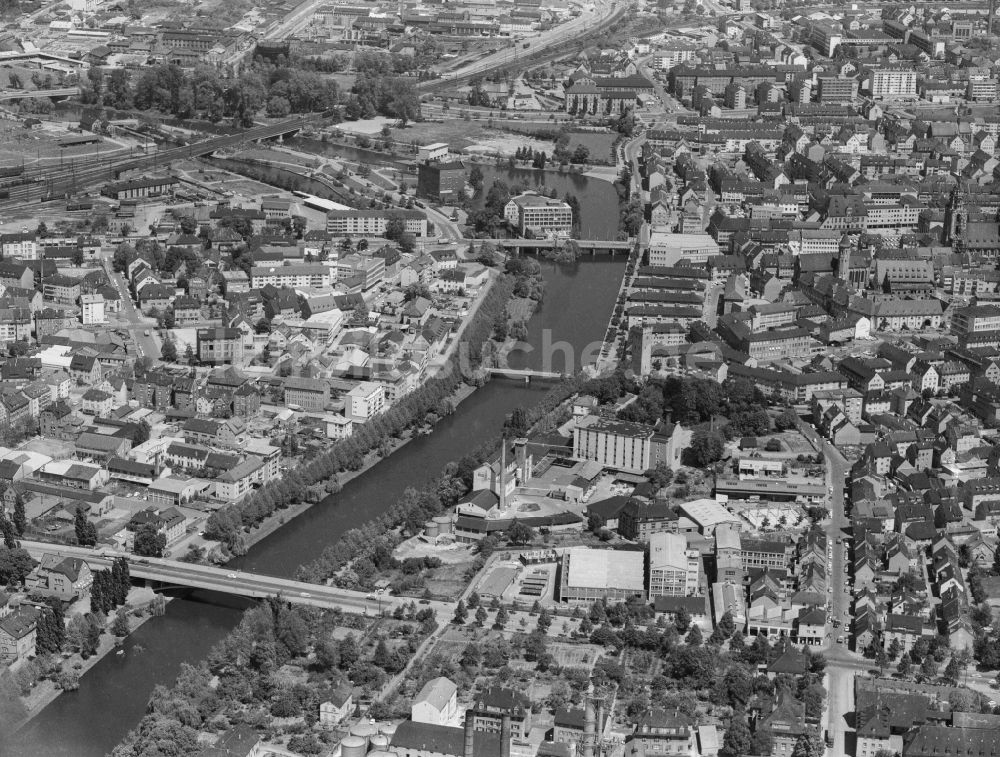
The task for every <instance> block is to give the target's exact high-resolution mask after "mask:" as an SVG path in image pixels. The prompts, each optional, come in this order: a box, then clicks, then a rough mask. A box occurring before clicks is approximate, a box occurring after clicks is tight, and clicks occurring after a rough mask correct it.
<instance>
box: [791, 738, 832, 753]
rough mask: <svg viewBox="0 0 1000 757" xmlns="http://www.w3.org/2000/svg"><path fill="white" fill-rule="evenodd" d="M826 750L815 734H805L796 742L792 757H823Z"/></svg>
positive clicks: (819, 740) (797, 740)
mask: <svg viewBox="0 0 1000 757" xmlns="http://www.w3.org/2000/svg"><path fill="white" fill-rule="evenodd" d="M824 754H826V748H825V747H824V746H823V742H821V741H820V740H819V737H818V736H817V735H816V734H815V733H803V734H801V735H800V736H799V738H798V739H796V741H795V746H794V747H793V748H792V757H823V755H824Z"/></svg>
• • • • • • •
- Your assignment -
Echo every line of the entries above word for word, omitting the pictures.

- Task output -
The task for every <instance> block is to give the target's exact high-resolution mask after "mask:" as an SVG path in image pixels. The prompts, each optional, come in this order: a box, then clicks, then a rough mask. A box occurring before clicks is approximate, a box occurring after clicks is tight, and clicks occurring after a rough mask correct it.
<instance>
box: [791, 738, 832, 753]
rough mask: <svg viewBox="0 0 1000 757" xmlns="http://www.w3.org/2000/svg"><path fill="white" fill-rule="evenodd" d="M826 750L815 734H805L796 742L792 757H823Z"/></svg>
positive clicks: (819, 740) (797, 740)
mask: <svg viewBox="0 0 1000 757" xmlns="http://www.w3.org/2000/svg"><path fill="white" fill-rule="evenodd" d="M824 754H826V748H825V747H824V746H823V742H821V741H820V740H819V737H818V736H817V735H816V734H815V733H803V734H801V735H800V736H799V738H798V739H796V741H795V746H794V747H793V748H792V757H823V755H824Z"/></svg>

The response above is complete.